▸ THE PROBLEM
Render the lines of the data below as a JSON array of strings, one string per line. Start at the line containing "the military helmet" and end at the line containing "39), (514, 46)]".

▸ DATA SUPPLIED
————

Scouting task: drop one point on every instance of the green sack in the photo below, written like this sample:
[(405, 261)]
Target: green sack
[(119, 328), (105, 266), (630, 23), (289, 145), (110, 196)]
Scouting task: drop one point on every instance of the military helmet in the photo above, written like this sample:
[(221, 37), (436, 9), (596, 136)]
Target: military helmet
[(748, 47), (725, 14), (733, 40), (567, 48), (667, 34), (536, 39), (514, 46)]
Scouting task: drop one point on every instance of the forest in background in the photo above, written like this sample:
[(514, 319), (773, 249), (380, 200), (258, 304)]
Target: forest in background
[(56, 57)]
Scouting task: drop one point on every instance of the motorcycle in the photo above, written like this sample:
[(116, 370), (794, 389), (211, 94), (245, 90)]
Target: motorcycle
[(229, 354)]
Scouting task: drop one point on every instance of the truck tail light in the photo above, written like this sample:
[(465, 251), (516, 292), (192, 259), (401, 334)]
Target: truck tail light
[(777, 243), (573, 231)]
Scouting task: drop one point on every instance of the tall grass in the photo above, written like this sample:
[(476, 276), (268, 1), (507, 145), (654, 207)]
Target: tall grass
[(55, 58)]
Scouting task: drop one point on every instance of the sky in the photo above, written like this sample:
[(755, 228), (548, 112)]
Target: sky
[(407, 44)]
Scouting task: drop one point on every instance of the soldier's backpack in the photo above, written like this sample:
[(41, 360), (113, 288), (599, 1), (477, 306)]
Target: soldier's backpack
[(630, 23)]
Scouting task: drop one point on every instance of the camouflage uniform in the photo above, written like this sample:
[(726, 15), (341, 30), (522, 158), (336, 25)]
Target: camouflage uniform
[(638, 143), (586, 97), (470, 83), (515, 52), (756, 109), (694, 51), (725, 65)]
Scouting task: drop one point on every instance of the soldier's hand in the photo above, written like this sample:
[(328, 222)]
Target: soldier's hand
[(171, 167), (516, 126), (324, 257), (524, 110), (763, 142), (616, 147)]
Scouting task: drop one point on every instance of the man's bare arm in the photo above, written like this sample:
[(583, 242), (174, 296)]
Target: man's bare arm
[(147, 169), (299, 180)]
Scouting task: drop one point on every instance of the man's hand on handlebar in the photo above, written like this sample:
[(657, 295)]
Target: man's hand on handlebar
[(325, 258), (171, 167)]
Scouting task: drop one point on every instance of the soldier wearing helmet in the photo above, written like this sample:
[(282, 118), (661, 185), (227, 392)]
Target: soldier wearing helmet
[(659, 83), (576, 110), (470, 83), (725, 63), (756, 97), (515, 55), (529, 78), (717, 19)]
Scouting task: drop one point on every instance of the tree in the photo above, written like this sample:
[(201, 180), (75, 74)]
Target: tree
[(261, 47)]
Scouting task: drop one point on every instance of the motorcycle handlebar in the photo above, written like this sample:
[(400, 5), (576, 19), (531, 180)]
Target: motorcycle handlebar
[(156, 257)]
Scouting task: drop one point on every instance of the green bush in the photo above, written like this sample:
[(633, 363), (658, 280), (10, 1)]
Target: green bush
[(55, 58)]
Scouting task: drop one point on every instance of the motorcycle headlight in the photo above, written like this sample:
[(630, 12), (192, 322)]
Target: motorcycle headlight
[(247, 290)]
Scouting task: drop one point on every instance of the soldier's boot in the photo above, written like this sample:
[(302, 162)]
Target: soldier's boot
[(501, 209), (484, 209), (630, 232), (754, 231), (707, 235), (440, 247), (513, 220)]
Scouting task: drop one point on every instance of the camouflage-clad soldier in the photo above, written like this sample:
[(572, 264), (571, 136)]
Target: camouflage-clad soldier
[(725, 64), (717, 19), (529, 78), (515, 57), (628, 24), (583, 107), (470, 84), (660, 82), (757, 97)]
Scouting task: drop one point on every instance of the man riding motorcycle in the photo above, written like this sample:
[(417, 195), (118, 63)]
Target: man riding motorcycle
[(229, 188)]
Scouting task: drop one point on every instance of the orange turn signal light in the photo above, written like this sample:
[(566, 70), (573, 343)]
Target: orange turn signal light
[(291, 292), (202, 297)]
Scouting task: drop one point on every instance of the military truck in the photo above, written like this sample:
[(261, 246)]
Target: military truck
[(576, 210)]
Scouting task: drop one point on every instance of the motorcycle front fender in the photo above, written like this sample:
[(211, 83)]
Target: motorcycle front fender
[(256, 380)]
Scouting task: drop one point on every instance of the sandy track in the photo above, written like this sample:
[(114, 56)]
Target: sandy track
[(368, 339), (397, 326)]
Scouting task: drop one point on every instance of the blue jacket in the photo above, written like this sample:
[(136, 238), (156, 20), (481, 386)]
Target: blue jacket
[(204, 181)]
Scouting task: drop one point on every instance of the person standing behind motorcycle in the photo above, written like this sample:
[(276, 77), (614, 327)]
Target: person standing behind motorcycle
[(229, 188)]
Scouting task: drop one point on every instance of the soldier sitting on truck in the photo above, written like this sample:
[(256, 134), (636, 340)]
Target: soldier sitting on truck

————

▸ THE ANSWER
[
  "Scouting task: drop one point on every instance of the military helmet in the photo above, written like this sample:",
  "[(221, 37), (436, 9), (596, 136)]",
  "Target: military helmet",
  "[(748, 47), (725, 14), (733, 40), (567, 48), (667, 34), (536, 39), (514, 46)]"
]